A Gentle Introduction to JMESPath - an intuitive way to parse JSON documents

I discovered jmespath when using aws cli --query. This post is an earnest attempt to spread the word about JMESPath expressions
Coding
Bash Scripting
Author

Senthil Kumar

Published

January 12, 2023

A better version of this blog piece is published in Toyota Connected India Medium Link

What you will see in this post?

  • A Brief Introduction to JMESPath
    • What is a json? Where is it used?
    • Is JMESPath the only way to parse json documents?
  • How to install JMESPath CLI tool jp
  • What are the common JMESPath expressions?
  • Application of JMESPath in AWS CLI
    • We will take practical, tough AWS cases and use a combination of jp commands to parse the json outputs

Brief Introduction

In this article, we are going to discuss how to leverage jmespath expressions for extracting elements from json documents. The command line module jp and the python module import jmespath are the two popular interfaces to jmespath. Not just Python, jmespath libraries are available in javascript, ruby and golang too.


In this article we can learn jmespath expressions through jp tool.


What is a JSON?

  • JSON (JavaScript Object Notation) is used everywhere. Typically they are seen/used
    • as data interchange formats while developing
    • as Logs in JSON format
    • as Configurations in JSON Format
    • while transfering data in Cloud Serverless Services

What are the different types of JSON

  • JSON (JavaScript Object Notation) represents structured data in key, value pairs
  • Types of JSON
    • String: {"name":"Senthil"}
    • dictionary
    • list
    • float or int
    • boolean
    • null

Examples of Valid Jsons

  • A typical dictionary type
{"name":"Senthil"}
  • A nested dictionary with list data type values
{
  "Android Phones": [
    [
      {
        "name": "Samsung Galaxy",
        "price": 899
      }
    ]
  ]
}
  • A dictionary with null value
{"name":null}

Checking the above is a valid json

echo "{\"name\":null}" > string_json.json 
python -c "import json; dict_list = json.load(open('string_json.json','r')); print(dict_list)"
{'name': None}
  • A json containing only a list of values is also
[
  "iPhone",
  "Samsung Galaxy",
  "Google Pixel"
]
  • Checking the above is a valid json
>> cat list_json.json
[
  "iPhone",
  "Samsung Galaxy",
  "Google Pixel"

--*--

#### WORK TO DO
1 > Copy out the JMESPath post starting at the words "I discovered jmespath" and stopping after "in this post?", switching "post" to "article".
2 > According to the JMESPath post, which languages other than Python have jmespath libraries?
The entries after the JMESPath post aren't needed for anything here.

#### RECORD LIST
--*--

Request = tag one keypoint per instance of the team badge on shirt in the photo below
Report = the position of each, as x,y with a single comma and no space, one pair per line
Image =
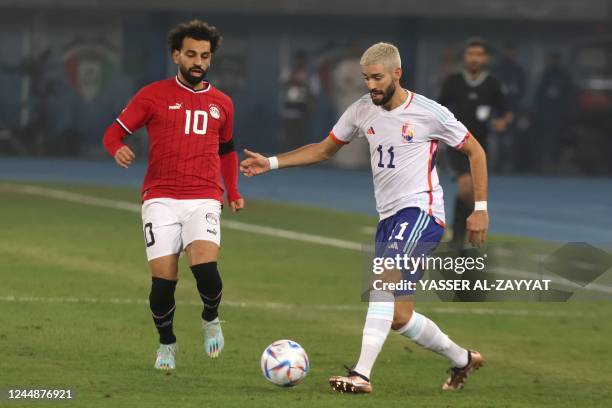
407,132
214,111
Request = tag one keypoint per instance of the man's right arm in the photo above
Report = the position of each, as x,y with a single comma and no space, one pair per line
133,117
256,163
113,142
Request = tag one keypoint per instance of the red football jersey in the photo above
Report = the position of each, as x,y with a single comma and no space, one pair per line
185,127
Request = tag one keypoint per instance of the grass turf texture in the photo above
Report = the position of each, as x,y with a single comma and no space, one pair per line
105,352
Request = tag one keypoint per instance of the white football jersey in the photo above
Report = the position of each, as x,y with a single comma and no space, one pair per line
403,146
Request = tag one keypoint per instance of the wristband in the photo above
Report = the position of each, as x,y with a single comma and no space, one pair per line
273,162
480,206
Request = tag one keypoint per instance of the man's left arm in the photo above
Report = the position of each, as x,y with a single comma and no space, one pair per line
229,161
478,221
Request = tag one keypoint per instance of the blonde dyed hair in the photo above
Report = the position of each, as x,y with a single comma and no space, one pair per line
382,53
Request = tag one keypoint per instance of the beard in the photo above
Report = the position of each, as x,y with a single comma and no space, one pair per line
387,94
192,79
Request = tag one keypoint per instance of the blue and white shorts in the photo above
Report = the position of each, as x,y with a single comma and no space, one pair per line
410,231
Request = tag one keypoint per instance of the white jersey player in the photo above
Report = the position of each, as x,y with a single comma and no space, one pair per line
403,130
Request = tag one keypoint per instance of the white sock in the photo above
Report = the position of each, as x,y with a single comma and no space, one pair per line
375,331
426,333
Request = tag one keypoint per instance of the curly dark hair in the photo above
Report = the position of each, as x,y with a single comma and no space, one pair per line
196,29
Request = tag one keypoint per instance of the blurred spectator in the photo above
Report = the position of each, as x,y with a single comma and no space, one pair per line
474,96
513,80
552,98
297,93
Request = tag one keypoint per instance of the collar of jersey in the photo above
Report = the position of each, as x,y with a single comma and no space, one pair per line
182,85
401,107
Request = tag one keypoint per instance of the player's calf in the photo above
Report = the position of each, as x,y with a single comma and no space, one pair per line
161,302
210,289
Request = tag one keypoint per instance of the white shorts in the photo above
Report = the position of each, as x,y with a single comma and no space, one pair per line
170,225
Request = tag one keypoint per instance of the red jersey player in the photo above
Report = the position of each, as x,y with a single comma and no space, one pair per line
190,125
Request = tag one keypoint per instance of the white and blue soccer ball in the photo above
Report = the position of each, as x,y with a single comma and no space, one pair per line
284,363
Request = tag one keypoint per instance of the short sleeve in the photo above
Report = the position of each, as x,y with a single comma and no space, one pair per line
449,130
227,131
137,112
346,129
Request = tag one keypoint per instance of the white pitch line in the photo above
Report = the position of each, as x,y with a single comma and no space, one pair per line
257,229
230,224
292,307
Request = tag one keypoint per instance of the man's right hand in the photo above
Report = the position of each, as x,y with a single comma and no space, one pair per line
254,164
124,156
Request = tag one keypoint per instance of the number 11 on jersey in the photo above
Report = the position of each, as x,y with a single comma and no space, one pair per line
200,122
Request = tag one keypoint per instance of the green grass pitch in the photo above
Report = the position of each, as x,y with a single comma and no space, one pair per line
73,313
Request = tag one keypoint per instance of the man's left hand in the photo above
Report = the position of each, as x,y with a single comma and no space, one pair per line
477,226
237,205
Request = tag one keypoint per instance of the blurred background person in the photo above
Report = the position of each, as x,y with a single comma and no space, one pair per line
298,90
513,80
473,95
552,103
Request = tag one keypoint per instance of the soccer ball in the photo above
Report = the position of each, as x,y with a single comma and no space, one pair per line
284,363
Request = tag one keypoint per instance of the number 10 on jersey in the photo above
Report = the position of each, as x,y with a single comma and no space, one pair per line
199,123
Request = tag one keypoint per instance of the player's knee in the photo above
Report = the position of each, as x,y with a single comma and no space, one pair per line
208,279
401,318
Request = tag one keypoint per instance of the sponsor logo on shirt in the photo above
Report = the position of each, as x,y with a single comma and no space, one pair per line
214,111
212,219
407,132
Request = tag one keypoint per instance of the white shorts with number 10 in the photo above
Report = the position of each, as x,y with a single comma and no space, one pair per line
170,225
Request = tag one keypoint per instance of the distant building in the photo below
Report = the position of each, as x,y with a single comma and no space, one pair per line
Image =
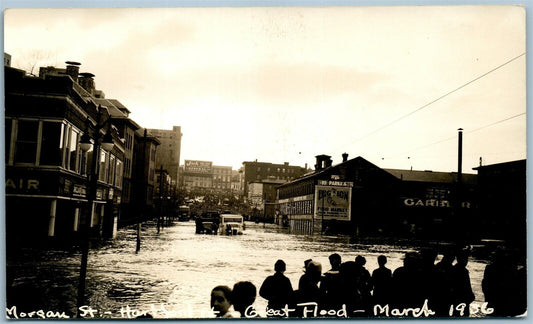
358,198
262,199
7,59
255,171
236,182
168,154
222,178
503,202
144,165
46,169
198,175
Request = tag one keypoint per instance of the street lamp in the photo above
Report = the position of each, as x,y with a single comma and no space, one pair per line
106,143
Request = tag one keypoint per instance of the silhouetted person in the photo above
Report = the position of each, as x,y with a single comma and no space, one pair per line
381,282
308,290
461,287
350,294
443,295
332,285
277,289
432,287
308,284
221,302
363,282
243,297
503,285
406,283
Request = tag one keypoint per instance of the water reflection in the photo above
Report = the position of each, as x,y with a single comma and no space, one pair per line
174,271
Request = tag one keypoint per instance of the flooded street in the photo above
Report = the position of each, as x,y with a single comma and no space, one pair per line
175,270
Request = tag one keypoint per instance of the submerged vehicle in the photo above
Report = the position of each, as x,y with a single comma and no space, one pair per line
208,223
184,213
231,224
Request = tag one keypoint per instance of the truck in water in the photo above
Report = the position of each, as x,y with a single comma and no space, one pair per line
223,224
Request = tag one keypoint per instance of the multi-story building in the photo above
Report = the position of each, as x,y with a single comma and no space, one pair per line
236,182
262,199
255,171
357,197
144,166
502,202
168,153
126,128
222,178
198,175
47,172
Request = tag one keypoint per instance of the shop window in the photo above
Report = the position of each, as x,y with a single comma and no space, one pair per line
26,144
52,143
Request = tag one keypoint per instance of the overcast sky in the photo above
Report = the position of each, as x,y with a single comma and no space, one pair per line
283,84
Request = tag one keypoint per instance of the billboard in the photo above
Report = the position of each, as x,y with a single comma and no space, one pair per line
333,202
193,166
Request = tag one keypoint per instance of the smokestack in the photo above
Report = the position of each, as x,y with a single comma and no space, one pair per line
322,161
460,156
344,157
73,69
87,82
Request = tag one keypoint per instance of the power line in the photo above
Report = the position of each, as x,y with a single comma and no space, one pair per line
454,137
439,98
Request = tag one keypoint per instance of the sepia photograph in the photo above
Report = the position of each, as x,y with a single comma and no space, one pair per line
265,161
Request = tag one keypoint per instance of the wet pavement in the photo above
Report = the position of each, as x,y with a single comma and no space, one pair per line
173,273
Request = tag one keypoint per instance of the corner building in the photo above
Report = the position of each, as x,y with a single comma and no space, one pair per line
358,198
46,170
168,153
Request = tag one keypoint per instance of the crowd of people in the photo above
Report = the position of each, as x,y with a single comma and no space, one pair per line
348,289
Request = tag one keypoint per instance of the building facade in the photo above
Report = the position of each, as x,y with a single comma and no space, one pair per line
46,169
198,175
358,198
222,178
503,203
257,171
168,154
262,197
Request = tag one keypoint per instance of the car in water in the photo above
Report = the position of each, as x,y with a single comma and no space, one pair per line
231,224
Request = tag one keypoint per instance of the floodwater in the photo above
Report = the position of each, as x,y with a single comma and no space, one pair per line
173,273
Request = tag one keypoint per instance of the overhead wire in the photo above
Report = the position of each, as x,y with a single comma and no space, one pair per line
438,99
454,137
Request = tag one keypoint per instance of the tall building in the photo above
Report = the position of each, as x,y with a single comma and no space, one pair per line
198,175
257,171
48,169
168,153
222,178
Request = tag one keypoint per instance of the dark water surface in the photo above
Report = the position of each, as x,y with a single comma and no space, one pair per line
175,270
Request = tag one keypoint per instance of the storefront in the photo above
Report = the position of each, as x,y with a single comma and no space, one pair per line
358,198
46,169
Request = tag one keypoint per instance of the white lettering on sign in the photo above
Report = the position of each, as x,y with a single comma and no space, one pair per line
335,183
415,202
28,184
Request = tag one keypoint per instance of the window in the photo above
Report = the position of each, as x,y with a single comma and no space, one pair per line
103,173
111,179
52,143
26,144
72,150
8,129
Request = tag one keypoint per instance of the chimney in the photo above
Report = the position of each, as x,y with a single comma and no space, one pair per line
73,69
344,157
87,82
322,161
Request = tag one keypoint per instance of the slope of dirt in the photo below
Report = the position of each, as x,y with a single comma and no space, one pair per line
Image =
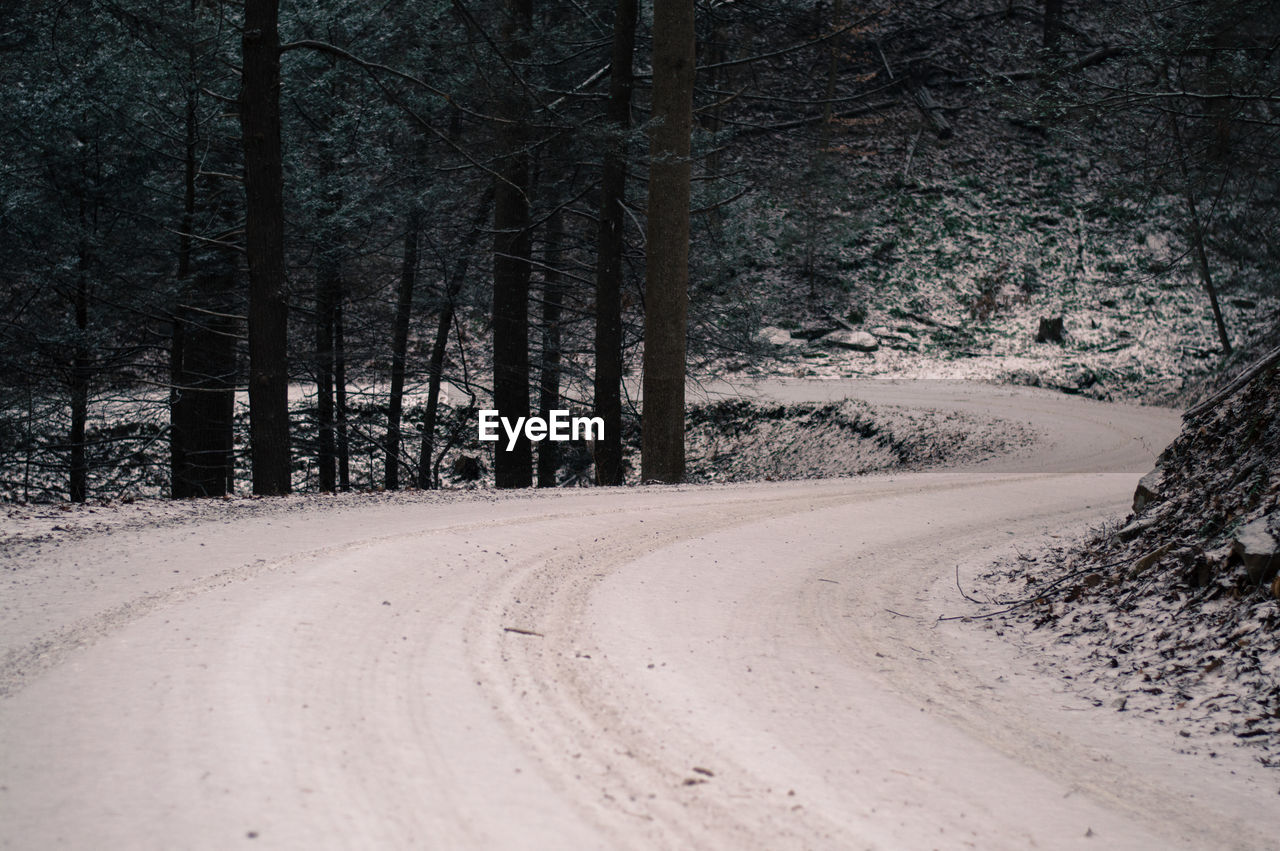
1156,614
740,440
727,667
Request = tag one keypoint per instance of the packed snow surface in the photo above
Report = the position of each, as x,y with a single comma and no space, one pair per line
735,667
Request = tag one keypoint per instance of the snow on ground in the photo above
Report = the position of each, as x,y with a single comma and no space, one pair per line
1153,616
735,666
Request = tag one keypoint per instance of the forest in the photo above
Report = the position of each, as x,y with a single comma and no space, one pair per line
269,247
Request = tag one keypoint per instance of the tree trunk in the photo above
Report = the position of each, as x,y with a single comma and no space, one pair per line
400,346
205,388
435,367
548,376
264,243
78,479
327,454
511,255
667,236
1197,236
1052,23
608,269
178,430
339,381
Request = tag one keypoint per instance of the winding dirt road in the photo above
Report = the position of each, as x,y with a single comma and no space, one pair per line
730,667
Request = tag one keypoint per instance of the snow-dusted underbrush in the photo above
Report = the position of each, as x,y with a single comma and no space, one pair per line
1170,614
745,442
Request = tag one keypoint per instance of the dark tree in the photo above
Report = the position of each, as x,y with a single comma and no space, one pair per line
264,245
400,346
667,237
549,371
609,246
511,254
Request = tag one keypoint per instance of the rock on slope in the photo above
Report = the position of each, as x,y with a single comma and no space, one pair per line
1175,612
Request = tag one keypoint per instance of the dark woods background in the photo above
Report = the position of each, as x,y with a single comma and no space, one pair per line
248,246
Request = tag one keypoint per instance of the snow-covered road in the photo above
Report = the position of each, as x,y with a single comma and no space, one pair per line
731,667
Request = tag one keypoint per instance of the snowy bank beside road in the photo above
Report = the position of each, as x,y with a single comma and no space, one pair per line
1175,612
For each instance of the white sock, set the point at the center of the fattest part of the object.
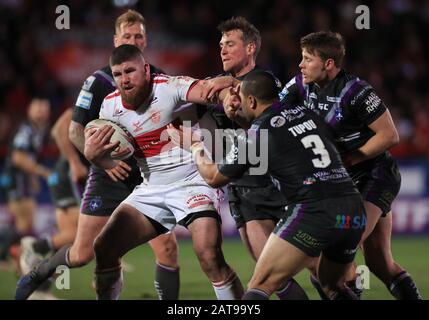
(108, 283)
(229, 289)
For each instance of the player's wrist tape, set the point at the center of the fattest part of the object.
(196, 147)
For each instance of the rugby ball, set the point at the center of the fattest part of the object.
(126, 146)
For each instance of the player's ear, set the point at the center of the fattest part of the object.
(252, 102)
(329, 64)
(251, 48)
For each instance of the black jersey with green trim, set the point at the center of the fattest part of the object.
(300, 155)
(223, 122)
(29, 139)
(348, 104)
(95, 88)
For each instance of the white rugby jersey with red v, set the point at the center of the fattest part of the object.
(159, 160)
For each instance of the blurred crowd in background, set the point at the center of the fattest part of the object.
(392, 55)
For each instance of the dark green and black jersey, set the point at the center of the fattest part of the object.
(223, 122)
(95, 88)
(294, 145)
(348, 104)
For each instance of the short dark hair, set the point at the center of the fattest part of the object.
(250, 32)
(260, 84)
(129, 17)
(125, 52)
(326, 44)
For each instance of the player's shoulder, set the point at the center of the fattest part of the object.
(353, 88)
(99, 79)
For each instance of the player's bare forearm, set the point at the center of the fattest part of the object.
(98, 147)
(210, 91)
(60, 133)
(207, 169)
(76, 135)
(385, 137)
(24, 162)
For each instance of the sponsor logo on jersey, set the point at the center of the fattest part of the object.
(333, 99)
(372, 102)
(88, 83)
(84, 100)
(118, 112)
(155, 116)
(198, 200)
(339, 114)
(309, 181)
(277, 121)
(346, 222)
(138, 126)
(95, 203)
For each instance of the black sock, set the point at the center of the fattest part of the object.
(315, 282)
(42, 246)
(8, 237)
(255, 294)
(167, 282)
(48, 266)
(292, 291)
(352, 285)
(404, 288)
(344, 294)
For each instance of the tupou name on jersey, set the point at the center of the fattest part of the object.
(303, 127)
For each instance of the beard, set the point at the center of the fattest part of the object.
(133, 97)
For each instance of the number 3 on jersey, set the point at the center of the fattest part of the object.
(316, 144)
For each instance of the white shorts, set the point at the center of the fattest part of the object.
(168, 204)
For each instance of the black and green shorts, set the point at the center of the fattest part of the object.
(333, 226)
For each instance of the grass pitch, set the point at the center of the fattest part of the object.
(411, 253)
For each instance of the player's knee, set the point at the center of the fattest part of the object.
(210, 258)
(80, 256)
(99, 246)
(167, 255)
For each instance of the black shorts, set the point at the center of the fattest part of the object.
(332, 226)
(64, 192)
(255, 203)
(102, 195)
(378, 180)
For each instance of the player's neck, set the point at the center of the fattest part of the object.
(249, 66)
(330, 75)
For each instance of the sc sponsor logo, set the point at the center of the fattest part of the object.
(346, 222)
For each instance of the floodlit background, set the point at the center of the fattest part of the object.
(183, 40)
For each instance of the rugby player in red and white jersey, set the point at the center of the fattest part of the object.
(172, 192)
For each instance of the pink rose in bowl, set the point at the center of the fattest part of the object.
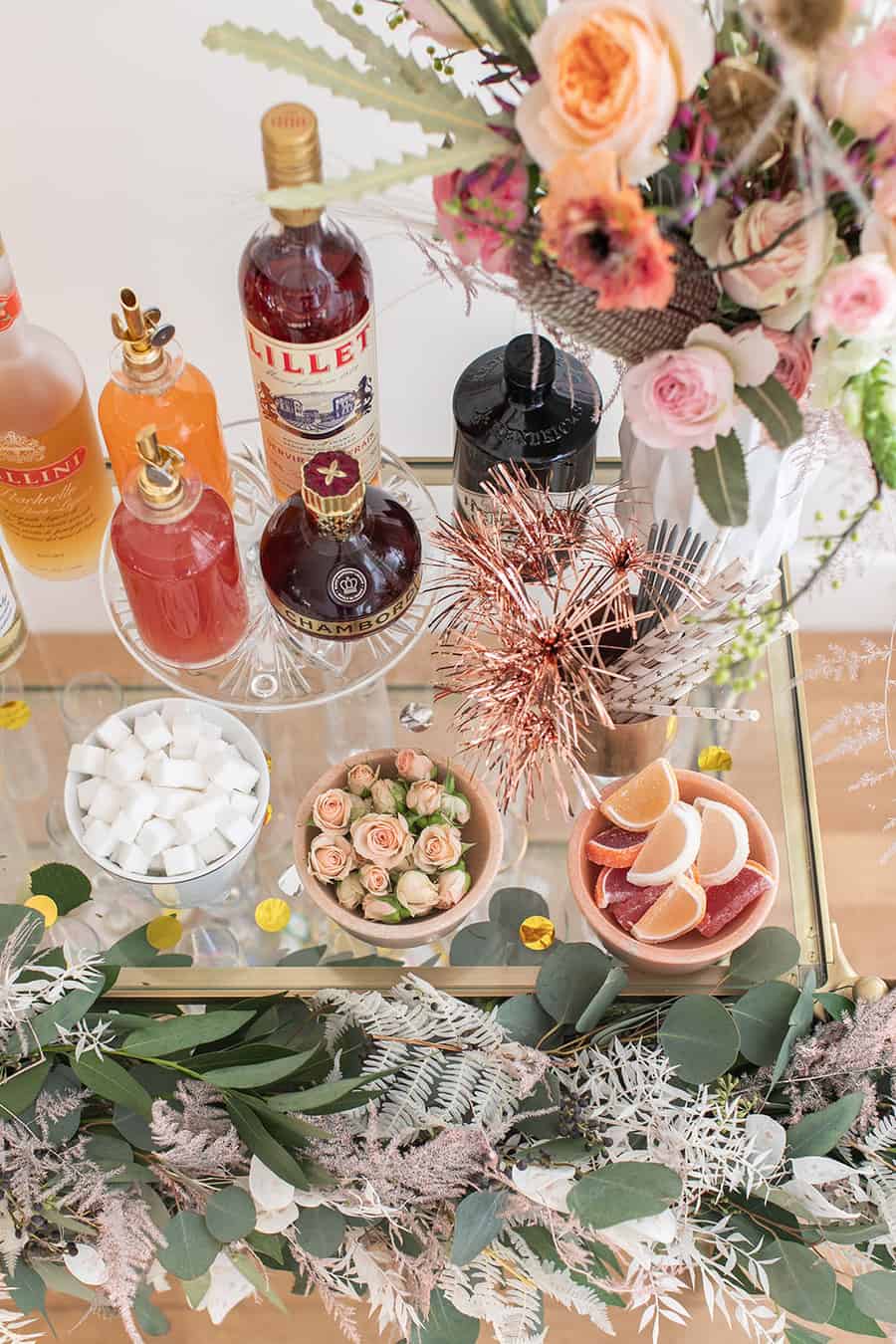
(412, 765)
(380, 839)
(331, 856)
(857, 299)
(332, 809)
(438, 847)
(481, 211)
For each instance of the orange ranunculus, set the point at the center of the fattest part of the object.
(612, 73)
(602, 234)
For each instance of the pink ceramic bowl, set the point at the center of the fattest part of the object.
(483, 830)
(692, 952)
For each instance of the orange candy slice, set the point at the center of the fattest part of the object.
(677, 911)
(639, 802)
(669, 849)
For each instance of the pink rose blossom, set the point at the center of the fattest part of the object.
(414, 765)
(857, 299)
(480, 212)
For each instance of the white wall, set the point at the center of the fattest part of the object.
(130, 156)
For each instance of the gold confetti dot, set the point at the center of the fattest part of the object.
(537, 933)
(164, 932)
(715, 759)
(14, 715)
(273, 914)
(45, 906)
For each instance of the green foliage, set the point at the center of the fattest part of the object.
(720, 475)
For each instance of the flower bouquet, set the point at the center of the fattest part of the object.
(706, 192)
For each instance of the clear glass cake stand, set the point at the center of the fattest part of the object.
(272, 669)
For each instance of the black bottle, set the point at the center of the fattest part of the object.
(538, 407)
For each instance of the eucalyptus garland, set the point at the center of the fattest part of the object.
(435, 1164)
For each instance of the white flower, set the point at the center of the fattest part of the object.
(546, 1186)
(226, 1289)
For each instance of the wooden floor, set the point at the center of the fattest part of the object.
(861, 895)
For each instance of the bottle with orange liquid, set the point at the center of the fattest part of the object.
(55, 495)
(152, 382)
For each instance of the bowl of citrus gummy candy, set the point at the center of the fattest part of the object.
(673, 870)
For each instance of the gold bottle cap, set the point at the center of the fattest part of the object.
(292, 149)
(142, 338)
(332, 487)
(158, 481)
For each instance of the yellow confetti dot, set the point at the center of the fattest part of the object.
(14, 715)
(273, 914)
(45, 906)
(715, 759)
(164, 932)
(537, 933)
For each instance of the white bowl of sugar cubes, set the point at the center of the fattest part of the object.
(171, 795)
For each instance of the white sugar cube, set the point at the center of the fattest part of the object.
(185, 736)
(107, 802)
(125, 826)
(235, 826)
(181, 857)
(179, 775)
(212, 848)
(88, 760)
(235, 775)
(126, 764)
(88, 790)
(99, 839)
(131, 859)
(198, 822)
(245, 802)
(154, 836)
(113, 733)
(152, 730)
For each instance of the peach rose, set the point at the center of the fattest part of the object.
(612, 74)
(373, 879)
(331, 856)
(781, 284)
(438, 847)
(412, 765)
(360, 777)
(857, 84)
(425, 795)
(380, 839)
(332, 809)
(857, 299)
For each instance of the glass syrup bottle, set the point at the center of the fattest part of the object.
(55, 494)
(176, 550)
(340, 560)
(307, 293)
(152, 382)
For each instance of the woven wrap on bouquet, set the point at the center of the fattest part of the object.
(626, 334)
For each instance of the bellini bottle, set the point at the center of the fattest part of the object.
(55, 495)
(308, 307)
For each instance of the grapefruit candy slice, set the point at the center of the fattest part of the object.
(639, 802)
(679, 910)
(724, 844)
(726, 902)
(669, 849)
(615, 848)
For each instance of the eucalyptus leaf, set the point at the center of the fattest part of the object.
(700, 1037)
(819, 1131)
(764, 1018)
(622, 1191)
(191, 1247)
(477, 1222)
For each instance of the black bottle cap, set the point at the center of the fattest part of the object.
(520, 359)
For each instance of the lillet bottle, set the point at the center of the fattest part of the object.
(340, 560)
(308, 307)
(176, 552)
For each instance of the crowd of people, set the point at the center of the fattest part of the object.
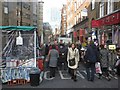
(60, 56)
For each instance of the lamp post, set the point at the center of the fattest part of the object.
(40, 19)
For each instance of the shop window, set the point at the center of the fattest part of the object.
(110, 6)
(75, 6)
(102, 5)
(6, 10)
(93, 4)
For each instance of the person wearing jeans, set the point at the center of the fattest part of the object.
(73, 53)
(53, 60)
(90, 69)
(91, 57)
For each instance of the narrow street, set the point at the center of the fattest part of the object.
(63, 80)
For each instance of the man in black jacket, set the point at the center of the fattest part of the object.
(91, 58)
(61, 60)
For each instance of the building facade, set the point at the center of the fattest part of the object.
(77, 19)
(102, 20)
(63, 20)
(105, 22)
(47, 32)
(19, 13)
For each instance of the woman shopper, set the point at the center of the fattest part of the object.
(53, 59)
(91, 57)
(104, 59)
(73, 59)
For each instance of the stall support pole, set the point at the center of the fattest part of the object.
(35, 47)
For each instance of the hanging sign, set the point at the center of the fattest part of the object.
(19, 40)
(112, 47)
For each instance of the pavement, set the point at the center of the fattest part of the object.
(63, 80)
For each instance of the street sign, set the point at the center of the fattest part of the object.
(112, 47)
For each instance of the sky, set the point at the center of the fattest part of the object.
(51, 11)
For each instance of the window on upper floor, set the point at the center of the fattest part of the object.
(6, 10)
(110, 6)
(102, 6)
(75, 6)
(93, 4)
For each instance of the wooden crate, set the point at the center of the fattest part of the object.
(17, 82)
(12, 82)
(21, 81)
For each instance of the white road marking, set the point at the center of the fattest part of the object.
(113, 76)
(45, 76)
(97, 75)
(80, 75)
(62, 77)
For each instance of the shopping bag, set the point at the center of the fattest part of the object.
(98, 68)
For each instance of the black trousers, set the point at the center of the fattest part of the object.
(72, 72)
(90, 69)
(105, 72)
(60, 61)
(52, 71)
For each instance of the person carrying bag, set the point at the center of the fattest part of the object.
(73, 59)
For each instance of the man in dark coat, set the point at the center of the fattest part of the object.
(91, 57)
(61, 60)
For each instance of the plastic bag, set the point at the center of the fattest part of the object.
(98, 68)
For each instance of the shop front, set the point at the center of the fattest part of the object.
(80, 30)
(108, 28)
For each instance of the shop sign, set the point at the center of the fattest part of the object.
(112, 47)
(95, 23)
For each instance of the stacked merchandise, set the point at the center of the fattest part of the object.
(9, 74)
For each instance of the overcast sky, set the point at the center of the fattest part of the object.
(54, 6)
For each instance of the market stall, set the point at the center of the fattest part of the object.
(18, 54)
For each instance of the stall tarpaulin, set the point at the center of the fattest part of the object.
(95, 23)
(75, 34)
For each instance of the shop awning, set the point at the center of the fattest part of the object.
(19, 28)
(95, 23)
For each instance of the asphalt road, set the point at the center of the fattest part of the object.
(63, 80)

--*--

#### RESPONSES FOR EACH TASK
1 >
I discovered jmespath when using aws cli --query. This article is an earnest attempt to spread the word about JMESPath expressions
Coding
Bash Scripting
Author

Senthil Kumar

Published

January 12, 2023

A better version of this blog piece is published in Toyota Connected India Medium Link

What you will see in this article?

2 > JavaScript, Ruby and Golang.